| Task material |
Start of Block

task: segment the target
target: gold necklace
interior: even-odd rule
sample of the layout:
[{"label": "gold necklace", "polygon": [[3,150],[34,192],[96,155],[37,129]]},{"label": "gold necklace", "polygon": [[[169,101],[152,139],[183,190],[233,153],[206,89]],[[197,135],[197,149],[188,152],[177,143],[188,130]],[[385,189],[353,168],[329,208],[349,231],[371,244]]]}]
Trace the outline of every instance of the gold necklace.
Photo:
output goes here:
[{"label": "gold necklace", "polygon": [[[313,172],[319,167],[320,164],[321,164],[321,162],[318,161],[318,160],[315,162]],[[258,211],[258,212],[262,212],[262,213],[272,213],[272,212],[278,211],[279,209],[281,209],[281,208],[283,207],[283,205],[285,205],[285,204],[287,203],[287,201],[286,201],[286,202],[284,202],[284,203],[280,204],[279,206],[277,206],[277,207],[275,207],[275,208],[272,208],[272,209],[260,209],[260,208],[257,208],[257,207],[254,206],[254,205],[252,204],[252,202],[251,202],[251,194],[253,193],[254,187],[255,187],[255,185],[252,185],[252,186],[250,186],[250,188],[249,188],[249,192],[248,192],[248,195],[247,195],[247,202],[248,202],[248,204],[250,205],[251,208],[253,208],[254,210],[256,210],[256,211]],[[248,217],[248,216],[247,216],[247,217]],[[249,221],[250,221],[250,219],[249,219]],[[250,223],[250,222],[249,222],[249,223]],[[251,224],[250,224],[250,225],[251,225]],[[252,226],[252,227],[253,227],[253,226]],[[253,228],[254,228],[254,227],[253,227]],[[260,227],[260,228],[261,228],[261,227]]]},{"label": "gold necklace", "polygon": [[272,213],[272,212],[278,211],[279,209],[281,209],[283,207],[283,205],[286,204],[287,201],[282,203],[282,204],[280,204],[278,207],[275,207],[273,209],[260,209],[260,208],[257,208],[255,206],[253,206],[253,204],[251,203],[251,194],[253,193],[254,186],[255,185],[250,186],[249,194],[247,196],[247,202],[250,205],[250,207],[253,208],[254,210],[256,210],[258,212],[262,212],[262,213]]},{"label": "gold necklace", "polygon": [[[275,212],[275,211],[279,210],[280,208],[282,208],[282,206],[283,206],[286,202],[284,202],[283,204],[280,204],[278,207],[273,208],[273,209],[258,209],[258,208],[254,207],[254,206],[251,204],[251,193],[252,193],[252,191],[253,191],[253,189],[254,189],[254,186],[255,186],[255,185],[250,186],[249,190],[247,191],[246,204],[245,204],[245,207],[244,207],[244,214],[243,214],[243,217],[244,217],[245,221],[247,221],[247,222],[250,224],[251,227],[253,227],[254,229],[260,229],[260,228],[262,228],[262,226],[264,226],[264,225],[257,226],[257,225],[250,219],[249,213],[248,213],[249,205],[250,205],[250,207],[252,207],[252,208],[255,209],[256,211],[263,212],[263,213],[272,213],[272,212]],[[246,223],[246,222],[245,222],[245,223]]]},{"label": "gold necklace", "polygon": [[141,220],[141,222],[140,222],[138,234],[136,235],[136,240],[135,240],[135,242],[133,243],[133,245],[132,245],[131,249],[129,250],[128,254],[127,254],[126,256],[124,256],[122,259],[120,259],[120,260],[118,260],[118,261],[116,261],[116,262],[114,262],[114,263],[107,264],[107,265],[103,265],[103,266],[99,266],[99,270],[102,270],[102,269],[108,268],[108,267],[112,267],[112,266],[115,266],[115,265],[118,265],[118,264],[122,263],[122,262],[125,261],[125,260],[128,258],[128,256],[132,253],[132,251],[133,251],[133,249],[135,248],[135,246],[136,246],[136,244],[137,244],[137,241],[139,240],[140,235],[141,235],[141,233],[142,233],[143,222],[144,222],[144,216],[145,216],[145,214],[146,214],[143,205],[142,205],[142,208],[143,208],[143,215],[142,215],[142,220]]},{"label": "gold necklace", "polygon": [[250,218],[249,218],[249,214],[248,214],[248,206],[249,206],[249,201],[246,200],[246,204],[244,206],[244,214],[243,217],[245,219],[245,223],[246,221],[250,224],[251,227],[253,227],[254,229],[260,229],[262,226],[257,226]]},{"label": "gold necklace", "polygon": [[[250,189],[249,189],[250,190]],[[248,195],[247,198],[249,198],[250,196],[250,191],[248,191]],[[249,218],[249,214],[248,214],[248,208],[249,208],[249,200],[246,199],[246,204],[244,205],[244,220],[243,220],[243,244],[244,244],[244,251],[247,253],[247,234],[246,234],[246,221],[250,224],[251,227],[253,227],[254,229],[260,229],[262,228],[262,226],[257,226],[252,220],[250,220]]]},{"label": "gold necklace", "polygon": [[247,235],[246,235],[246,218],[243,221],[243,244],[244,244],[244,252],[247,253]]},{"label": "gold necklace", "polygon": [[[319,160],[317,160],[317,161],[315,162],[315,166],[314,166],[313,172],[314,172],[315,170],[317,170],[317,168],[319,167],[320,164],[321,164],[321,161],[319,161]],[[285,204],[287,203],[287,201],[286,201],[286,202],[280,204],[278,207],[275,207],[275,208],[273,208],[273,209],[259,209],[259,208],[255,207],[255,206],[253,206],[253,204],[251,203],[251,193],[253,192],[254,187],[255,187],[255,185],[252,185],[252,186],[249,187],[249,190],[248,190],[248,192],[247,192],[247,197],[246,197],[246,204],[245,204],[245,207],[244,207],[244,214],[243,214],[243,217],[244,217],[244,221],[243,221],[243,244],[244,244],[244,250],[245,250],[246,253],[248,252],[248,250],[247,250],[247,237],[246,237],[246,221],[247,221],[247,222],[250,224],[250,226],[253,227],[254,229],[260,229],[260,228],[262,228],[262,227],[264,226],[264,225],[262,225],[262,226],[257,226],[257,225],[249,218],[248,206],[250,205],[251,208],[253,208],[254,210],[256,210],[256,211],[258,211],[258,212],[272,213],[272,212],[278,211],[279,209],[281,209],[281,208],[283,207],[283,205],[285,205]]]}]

End of Block

| Task brief |
Display each line of the data where "target" occurs.

| Worked solution |
task: segment the target
target: gold necklace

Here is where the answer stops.